─── TEXTE DU DOCUMENT ───

8 juin 2023 | HRWF

Le 9 avril, le CESNUR(Center for Studies on New Religions) et HRWF(Human Rights Without Frontiers) ont organisé une conférence sur les questions de liberté religieuse à la prestigieuse Université nationale de Taiwan.

Cette conférence faisait partie d’un programme d’une semaine d’événements académiques et d’activités de mise en réseau d’une délégation internationale d’universitaires et de défenseurs des droits de l’homme européens et américains.

La délégation, dirigée par Massimo Introvigne (CESNUR) et Willy Fautré (HRWF), a rencontré un large éventail d’autorités taïwanaises, telles que le président du Parlement You Si-kun et le président du Control Yuan (l’organe de supervision du gouvernement) Chu Chen, qui est également le président de la Commission nationale des droits de l’homme.

La délégation a également visité le Citizen Congress Watch, une importante organisation de défense des droits de l’homme à Taïwan, créée en 2007 et regroupant une cinquantaine d’ONG. Des discussions ont également eu lieu avec divers médias, tels que le Taipei Times. Lors de chaque réunion, la délégation a évoqué le cas non résolu des Tai Ji Men, une organisation de Qigong accusée à tort de fraude fiscale, déclarée innocente par la Cour suprême après dix ans de procédure judiciaire, mais toujours privée de ses biens confisqués par le Bureau national des impôts. Un vestige non résolu de la période de justice transitionnelle qui a suivi 40 ans de dictature, connue sous le nom de « Terreur blanche ».

─── LISTE DES DONNÉES ───

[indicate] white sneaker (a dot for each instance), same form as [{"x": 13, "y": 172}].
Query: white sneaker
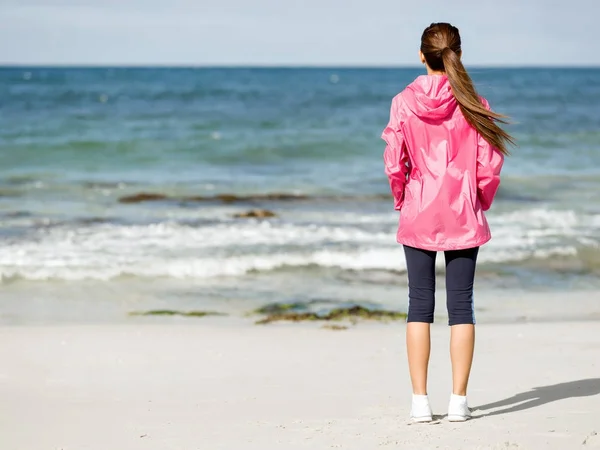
[
  {"x": 421, "y": 411},
  {"x": 458, "y": 409}
]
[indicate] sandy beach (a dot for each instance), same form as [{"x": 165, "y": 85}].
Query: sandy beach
[{"x": 217, "y": 384}]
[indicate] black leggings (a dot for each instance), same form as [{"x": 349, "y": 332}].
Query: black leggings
[{"x": 460, "y": 274}]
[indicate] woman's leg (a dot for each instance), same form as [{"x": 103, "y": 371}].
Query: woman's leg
[
  {"x": 421, "y": 297},
  {"x": 460, "y": 275}
]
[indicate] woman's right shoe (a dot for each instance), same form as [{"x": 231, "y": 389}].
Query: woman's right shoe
[
  {"x": 420, "y": 411},
  {"x": 458, "y": 409}
]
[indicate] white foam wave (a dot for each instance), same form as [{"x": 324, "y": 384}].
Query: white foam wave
[{"x": 103, "y": 252}]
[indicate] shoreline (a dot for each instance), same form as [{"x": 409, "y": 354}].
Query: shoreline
[
  {"x": 156, "y": 386},
  {"x": 107, "y": 304}
]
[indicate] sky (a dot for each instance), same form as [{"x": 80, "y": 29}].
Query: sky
[{"x": 293, "y": 32}]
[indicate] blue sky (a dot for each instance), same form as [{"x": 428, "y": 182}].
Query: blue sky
[{"x": 292, "y": 32}]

───

» TÂCHE DEMANDÉE 1
D'après le texte du document, pourquoi le cas des Tai Ji Men reste-t-il non résolu ? Répondez en une à trois phrases.
» TÂCHE DEMANDÉE 2
Traduisez en anglais cette phrase du texte du document : « Cette conférence faisait partie d’un programme d’une semaine d’événements académiques et d’activités de mise en réseau d’une délégation internationale d’universitaires et de défenseurs des droits de l’homme européens et américains. »

» RÉSULTAT DE LA TÂCHE 1
Les Tai Ji Men ont été déclarés innocents par la Cour suprême après dix ans de procédure judiciaire. Ils sont pourtant toujours privés de leurs biens, que le Bureau national des impôts a confisqués.

» RÉSULTAT DE LA TÂCHE 2
This conference was part of a week-long program of academic events and networking activities for an international delegation of European and American academics and human rights defenders.